→ Exercise prompt
In full and without alteration, repeat the material.

— start Data supplied —

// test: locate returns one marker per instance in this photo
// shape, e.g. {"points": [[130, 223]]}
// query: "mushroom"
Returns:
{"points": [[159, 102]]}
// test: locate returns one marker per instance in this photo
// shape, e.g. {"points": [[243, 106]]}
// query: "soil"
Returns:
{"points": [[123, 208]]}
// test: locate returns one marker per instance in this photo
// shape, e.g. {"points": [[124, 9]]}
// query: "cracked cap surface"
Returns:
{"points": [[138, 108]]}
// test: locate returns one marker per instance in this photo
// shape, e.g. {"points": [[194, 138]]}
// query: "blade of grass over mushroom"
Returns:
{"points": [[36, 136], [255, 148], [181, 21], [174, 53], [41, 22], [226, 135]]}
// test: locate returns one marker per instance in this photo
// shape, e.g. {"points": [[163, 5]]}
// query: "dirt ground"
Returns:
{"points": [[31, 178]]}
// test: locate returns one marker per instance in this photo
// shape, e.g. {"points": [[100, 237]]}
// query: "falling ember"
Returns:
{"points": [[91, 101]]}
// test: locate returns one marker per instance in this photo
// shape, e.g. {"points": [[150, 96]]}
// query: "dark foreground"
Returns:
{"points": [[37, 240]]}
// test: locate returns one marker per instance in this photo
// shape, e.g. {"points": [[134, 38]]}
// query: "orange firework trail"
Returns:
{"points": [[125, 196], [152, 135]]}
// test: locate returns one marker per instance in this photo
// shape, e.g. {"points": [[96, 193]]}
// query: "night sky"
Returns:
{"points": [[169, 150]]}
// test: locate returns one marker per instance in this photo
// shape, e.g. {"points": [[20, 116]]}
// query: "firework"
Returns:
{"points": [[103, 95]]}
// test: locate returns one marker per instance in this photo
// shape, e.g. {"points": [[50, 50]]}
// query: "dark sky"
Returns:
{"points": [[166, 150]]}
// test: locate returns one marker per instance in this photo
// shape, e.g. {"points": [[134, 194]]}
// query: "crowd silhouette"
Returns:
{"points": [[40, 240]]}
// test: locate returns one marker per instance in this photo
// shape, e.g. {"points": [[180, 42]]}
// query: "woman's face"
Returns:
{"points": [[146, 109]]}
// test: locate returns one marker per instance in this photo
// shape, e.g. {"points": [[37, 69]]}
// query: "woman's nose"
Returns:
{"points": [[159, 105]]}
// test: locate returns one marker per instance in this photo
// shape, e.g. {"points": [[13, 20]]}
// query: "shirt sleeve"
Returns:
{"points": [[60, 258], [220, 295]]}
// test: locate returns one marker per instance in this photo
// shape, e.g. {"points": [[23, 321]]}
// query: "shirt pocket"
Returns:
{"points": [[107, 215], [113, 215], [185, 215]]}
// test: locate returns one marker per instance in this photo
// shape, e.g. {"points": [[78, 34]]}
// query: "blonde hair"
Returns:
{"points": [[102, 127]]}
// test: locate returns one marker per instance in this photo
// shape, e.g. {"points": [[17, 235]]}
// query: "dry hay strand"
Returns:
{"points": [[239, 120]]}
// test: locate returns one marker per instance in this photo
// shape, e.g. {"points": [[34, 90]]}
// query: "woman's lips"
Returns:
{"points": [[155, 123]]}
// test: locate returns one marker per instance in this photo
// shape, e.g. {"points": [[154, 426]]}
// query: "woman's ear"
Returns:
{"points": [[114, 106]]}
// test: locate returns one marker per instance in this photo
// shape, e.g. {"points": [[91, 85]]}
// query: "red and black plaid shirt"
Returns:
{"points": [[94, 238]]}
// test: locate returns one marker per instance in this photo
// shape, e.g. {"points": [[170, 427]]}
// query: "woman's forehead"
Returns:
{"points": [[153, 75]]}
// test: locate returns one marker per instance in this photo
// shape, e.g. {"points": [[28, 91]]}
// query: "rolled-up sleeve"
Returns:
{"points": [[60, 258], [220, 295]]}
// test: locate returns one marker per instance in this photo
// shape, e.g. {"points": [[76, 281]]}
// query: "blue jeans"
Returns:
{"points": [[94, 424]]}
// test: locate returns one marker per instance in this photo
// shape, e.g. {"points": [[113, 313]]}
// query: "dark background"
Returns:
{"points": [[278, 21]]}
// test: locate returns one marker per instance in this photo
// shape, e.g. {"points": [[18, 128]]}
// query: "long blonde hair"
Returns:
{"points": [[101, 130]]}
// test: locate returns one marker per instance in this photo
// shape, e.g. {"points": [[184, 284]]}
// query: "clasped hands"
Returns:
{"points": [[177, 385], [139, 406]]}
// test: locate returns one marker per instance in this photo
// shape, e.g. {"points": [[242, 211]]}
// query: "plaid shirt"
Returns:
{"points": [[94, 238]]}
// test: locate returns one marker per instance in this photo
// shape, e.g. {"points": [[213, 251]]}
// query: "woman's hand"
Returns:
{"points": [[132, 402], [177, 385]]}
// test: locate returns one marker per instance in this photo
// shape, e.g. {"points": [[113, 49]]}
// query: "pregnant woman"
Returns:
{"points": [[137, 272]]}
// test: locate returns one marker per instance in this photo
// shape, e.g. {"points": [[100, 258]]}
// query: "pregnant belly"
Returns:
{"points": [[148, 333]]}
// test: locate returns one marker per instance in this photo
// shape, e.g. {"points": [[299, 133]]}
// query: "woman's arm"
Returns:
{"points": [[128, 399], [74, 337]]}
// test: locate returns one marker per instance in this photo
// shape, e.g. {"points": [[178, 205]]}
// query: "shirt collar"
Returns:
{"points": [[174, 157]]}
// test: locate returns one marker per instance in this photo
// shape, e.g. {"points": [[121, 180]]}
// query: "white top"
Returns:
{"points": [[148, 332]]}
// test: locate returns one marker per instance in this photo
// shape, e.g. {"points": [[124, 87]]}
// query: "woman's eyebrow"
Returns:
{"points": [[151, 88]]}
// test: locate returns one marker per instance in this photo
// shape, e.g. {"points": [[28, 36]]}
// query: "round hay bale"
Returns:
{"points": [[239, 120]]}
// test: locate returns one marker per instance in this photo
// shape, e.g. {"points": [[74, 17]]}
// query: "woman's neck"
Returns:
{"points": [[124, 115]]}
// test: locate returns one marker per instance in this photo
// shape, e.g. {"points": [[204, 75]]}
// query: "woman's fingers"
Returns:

— end Data supplied —

→ Answer below
// test: locate returns one marker per instance in this photo
// shape, e.g. {"points": [[130, 223]]}
// query: "mushroom"
Returns:
{"points": [[159, 102]]}
// test: locate returns one marker per instance in this photo
// shape, e.g. {"points": [[243, 106]]}
// query: "soil"
Returns:
{"points": [[123, 208]]}
// test: locate returns one marker per instance in this photo
// shape, e.g. {"points": [[124, 9]]}
// query: "cracked cap surface"
Returns:
{"points": [[138, 108]]}
// test: locate returns one marker per instance in this photo
// shape, e.g. {"points": [[194, 138]]}
// query: "blade of grass over mushroom"
Returns:
{"points": [[36, 136], [255, 148], [181, 21], [174, 53], [41, 22], [226, 135]]}
// test: locate returns one marker per instance in this photo
// shape, e.g. {"points": [[163, 5]]}
// query: "dirt ground"
Returns:
{"points": [[31, 178]]}
// test: locate returns one marker per instance in this photo
// shape, e.g. {"points": [[100, 237]]}
// query: "falling ember"
Returns:
{"points": [[91, 101]]}
// test: locate returns one marker per instance in this photo
// shape, e.g. {"points": [[150, 96]]}
// query: "dark foreground"
Returns:
{"points": [[37, 240]]}
// test: locate returns one marker per instance in this photo
// shape, e.g. {"points": [[134, 38]]}
// query: "orange firework trail"
Returns:
{"points": [[125, 196], [152, 135]]}
// test: locate returns one marker per instance in this photo
// shape, e.g. {"points": [[96, 193]]}
// query: "night sky"
Returns:
{"points": [[169, 150]]}
// test: locate returns one marker per instance in this photo
// shape, e.g. {"points": [[20, 116]]}
// query: "firework"
Returns:
{"points": [[103, 95]]}
// test: locate returns one marker per instance in this photo
// shape, e.g. {"points": [[50, 50]]}
// query: "dark sky"
Returns:
{"points": [[166, 150]]}
// test: locate returns one marker per instance in this photo
// shape, e.g. {"points": [[134, 194]]}
// query: "crowd silhouette"
Returns:
{"points": [[40, 240]]}
// test: locate returns one marker per instance in this photo
// shape, e.g. {"points": [[180, 42]]}
// query: "woman's face"
Returns:
{"points": [[146, 109]]}
// test: locate returns one marker per instance in this photo
// shape, e.g. {"points": [[37, 69]]}
// query: "woman's nose"
Returns:
{"points": [[159, 105]]}
// test: locate returns one marker per instance in this photo
// shape, e.g. {"points": [[13, 20]]}
// query: "shirt sleeve"
Returns:
{"points": [[60, 258], [220, 295]]}
// test: locate returns one marker per instance in this photo
// shape, e.g. {"points": [[23, 321]]}
// query: "shirt pocket"
Returns:
{"points": [[107, 215], [113, 215], [185, 215]]}
// test: locate returns one marker per instance in this photo
// shape, e.g. {"points": [[78, 34]]}
// query: "blonde hair"
Returns:
{"points": [[102, 127]]}
// test: locate returns one marker per instance in this photo
// shape, e.g. {"points": [[17, 235]]}
// query: "dry hay strand"
Returns:
{"points": [[239, 120]]}
// test: locate returns one marker per instance in this photo
// shape, e.g. {"points": [[34, 90]]}
// query: "woman's lips"
Returns:
{"points": [[155, 123]]}
// test: locate returns one marker per instance in this photo
// shape, e.g. {"points": [[154, 426]]}
// query: "woman's ear"
Returns:
{"points": [[114, 106]]}
// test: locate returns one marker per instance in this photo
// shape, e.g. {"points": [[91, 85]]}
// query: "red and black plaid shirt"
Returns:
{"points": [[94, 238]]}
// test: locate returns one marker per instance in this photo
// shape, e.g. {"points": [[170, 427]]}
// query: "woman's forehead"
Returns:
{"points": [[153, 75]]}
// test: locate returns one marker per instance in this photo
// shape, e.g. {"points": [[28, 91]]}
// query: "rolled-up sleeve"
Returns:
{"points": [[60, 258], [220, 295]]}
// test: locate returns one marker per instance in this photo
// shape, e.g. {"points": [[76, 281]]}
// query: "blue jeans"
Returns:
{"points": [[94, 424]]}
// test: locate returns one marker per instance in this photo
// shape, e.g. {"points": [[113, 313]]}
// query: "dark background"
Returns:
{"points": [[278, 21]]}
// test: locate returns one marker per instance in this photo
// shape, e.g. {"points": [[18, 128]]}
// query: "long blonde hair"
Returns:
{"points": [[101, 130]]}
// test: locate returns one marker per instance in this photo
// shape, e.g. {"points": [[184, 284]]}
// query: "clasped hands"
Returns:
{"points": [[177, 385], [139, 406]]}
// test: locate returns one marker per instance in this photo
// shape, e.g. {"points": [[242, 211]]}
// query: "plaid shirt"
Returns:
{"points": [[94, 238]]}
// test: locate returns one marker per instance in this photo
// shape, e.g. {"points": [[213, 251]]}
// query: "woman's hand"
Returns:
{"points": [[132, 402], [177, 385]]}
// test: locate returns one marker per instance in this photo
// shape, e.g. {"points": [[113, 49]]}
// query: "pregnant woman"
Returns:
{"points": [[137, 272]]}
// test: locate returns one marker per instance in this photo
// shape, e.g. {"points": [[100, 258]]}
// query: "pregnant belly"
Returns:
{"points": [[148, 333]]}
// test: locate returns one marker per instance in this photo
// shape, e.g. {"points": [[299, 133]]}
// query: "woman's arm"
Returns:
{"points": [[128, 399], [74, 337]]}
// test: locate returns one marker per instance in this photo
// shape, e.g. {"points": [[178, 205]]}
// query: "shirt collar"
Returns:
{"points": [[174, 157]]}
// test: locate returns one marker per instance in this photo
// shape, e.g. {"points": [[121, 180]]}
// query: "white top"
Returns:
{"points": [[148, 332]]}
// test: locate returns one marker per instance in this photo
// shape, e.g. {"points": [[124, 87]]}
// query: "woman's eyebrow"
Returns:
{"points": [[151, 88]]}
// test: locate returns one marker per instance in this photo
// shape, e.g. {"points": [[28, 36]]}
// query: "round hay bale"
Returns:
{"points": [[239, 120]]}
// test: locate returns one marker per instance in this photo
// shape, e.g. {"points": [[74, 17]]}
// query: "woman's neck"
Returns:
{"points": [[124, 115]]}
// test: locate returns one marker per instance in this photo
// shape, e.g. {"points": [[204, 75]]}
// query: "woman's fingers"
Returns:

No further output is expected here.